== Trecho do texto

Somos um retrato da civilização contemporânea: defendemos equilíbrio ecológico e comemoramos produzir mais petróleo
A civilização contemporânea caminha com um olho na COP e os pés na Opep; assustada com as consequências do aquecimento global e viciada no aumento do PIB. A cada ano, os líderes nacionais se reúnem por alguns dias com intenção de frear a marcha do planeta rumo ao desastre ecológico e, ao longo de anos, buscam atender aos desejos de seus eleitores nacionais para aumentar a produção usando combustível fóssil. O Brasil é um retrato dessa civilização. Defendemos o equilíbrio ecológico e comemoramos produzir mais petróleo.
O discurso de nosso governo em Dubai oscilou entre guardião do meio ambiente na próxima COP e promotor de parte do desastre simbolizado pela Opep. Na COP, falou-se em desenvolvimento sustentável; na Opep, em exploração de petróleo na Amazônia. Prometeram-se cuidados para evitar vazamento na exploração, negando que o impacto ecológico seja derivado dos resíduos. Fala-se nos milhões de pobres que precisam de emprego, e esconde-se que os benefícios da exploração de petróleo não se espalham localmente e que seus efeitos nocivos se espalham planetariamente.
Na política nacional, baseada no voto de cada indivíduo desejoso de aumentar seu consumo, eleitores e eleitos não levam em conta que o mundo não é mais a soma de países; cada país agora é um pedaço do mundo. A humanidade passou a exigir propósitos planetários no longo prazo, mas a política continua sendo praticada conforme interesses nacionais e imediatos ditados pelos desejos de cada pessoa, família e nação com ambição de consumir cada vez mais. Como se o Homo sapiens fosse inimigo da humanidade e a Terra não coubesse na ágora.

====

> Requisitos do exercício
(1) No texto sobre a COP e a Opep, em que cidade o governo brasileiro fez o discurso comentado?
(2) Resuma em forma de lista o parágrafo do texto sobre a COP e a Opep que começa com "O discurso de nosso governo em Dubai", mantendo os fatos principais.
(3) Prossiga o texto sobre a COP e a Opep a partir da última frase apresentada.

== Registros fornecidos

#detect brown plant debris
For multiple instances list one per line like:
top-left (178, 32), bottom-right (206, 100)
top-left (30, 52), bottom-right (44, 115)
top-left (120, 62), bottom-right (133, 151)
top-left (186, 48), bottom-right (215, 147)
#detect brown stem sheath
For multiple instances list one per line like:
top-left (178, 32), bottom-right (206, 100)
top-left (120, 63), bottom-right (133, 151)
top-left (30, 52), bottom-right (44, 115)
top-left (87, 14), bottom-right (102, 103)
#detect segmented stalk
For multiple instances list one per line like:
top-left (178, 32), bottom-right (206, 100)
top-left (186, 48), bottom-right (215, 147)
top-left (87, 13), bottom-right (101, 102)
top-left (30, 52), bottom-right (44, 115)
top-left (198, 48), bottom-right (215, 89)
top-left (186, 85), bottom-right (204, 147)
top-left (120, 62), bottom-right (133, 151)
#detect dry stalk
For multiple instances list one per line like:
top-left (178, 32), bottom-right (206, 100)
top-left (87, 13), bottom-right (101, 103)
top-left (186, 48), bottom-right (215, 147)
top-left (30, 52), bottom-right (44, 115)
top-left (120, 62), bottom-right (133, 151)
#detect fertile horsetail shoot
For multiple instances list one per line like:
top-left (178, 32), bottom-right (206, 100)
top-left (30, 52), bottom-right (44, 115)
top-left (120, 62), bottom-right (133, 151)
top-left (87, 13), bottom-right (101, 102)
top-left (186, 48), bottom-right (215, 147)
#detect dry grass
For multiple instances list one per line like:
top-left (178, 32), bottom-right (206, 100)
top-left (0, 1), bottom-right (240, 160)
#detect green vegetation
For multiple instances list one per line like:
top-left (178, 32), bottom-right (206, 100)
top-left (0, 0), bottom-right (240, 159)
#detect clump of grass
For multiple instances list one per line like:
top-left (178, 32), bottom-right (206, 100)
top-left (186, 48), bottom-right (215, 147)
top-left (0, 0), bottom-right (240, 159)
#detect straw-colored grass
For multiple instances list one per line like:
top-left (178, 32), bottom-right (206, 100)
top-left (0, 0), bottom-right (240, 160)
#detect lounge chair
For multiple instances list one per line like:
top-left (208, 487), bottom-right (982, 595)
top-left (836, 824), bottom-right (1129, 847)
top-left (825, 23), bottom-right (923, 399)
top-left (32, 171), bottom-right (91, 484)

====

> Resultados por tarefa
(1) Em Dubai.

(2)
- Em Dubai, o discurso do governo oscilou entre o papel de guardião do meio ambiente na próxima COP e o de promotor de parte do desastre simbolizado pela Opep.
- Na COP, falou-se em desenvolvimento sustentável; na Opep, em exploração de petróleo na Amazônia.
- Prometeram-se cuidados para evitar vazamentos, negando que o impacto ecológico derive dos resíduos.
- Mencionam-se os milhões de pobres que precisam de emprego, mas esconde-se que os benefícios da exploração de petróleo não se espalham localmente e que seus efeitos nocivos se espalham pelo planeta.

(3)
O Brasil vive realidade privilegiada para formular um novo rumo civilizatório alternativo à “civilização Copep”. Somos o país que mais se parece com a civilização: valor da renda per capita, concentração de renda, ânsia de consumo, persistência da pobreza, degradação da natureza, eleitor imediatista. Já avançamos muito, mas não atingimos níveis mais altos do desenvolvimento; somos parte do G20 sem estarmos entre os mais ricos de acordo com a renda per capita. Temos os problemas dos países pobres e os recursos para superá-los.
Ao sediar o G20 e a COP30, devemos propor estratégias para o desenvolvimento sustentável, justo, eficiente, humanocrático; assumir compromissos para sairmos da insustentável civilização do combustível fóssil; definir prazos para mudar a matriz energética dos transportes; abolir a dependência baseada no petróleo.
Nenhum país tem melhores condições de recursos naturais, humanos e tecnológicos para ser formulador e exemplo. Difícil ter condições políticas, no curto prazo, para obter essa reorientação, mas seu fundamento estará na construção de uma mentalidade que substitua o indicador do progresso baseado no PIB e adote o propósito de bem-estar, com eficiência econômica, harmonia social e respeito ao equilíbrio ecológico e à natureza, em geral, da qual somos parte. Quaisquer que sejam os outros passos necessários, a superação da esquizofrenia civilizatória entre COP e Opep exigirá esforço educacional em escala mundial, para todas as crianças, independentemente do país onde nasceram ou vivem. (O Globo – 29/12/2023)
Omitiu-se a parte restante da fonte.